* _SELECTED TEXT_
# Importance of teen jobs.



## Scruffy (Aug 17, 2009)

First blog brah.

I've been thinking what my job has done for me personally and how important I feel they are to a teenager. 

I first got my job when I had just turned 16, it was a just a walk-in at a putt putt place in my neighborhood. I eventually got my interview and got hired, I was excited to start, but then it started.

The first week went by averagely, I sucked at everything and got ridiculed for it "fucking rookie" but the first paycheck was awesome. 

After I picked up on everything and started moving up the totem pole it was great, I had an influx of new friends and money.

Working for and with "dumb people" (sensors you might call them) my common sense shot up incredibly, it was nice to not over-think and just be good at what I was doing. I began to understand so many different kinds of people and just generally have a break from constant thinking.

I've gained a shit-ton of life experience from working with all kinds of people, and fixing all sorts of problems. It did wonders for my maturity. It gave me independence, and the head to tackle anything.

People who do not work as teenagers miss-out on a lot of growth, and fun. I've had so many jackassy antics with my co-workers, I can pull fun out of anything with anyone.

Get a job you jackasses, it can only do you good.


----------



## Femme (Jul 12, 2009)

High-five, Sheen.


----------



## sartreality (Aug 5, 2009)

I'll second that high five.


----------



## HannibalLecter (Apr 18, 2010)

An intriguing read, I must say.
A shame you do not continue with this blog; I'd be interested in learning more about the people on here, and I must say that you are one of the most interesting ones.


----------

* _STORED RECORDS_
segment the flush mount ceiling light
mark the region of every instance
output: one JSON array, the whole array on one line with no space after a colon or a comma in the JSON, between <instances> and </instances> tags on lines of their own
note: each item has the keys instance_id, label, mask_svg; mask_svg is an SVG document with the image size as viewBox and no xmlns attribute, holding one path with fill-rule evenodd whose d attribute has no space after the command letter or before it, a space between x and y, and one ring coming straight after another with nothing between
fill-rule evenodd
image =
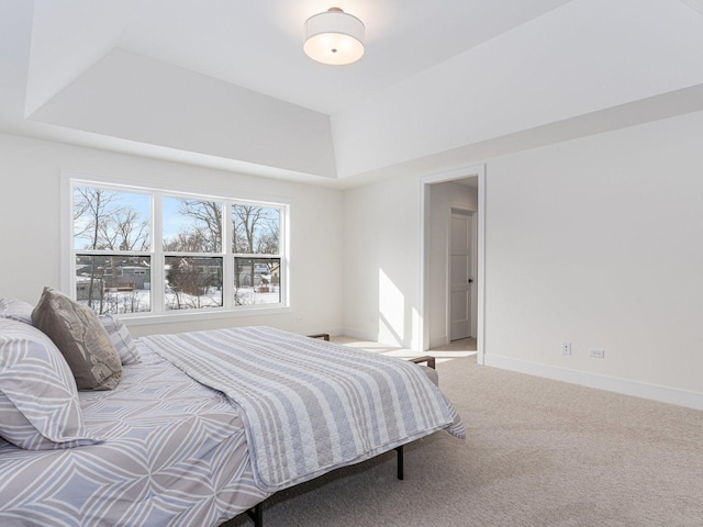
<instances>
[{"instance_id":1,"label":"flush mount ceiling light","mask_svg":"<svg viewBox=\"0 0 703 527\"><path fill-rule=\"evenodd\" d=\"M330 8L305 21L303 49L319 63L355 63L364 55L364 22L339 8Z\"/></svg>"}]
</instances>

* _TASK OBJECTIVE_
Please repeat word for word the passage of the teen jobs thread that begins with the words containing "A shame you" and ends with "most interesting ones.". The records were drawn from a separate source and are unrelated to the teen jobs thread.

* _EXPECTED ANSWER_
A shame you do not continue with this blog; I'd be interested in learning more about the people on here, and I must say that you are one of the most interesting ones.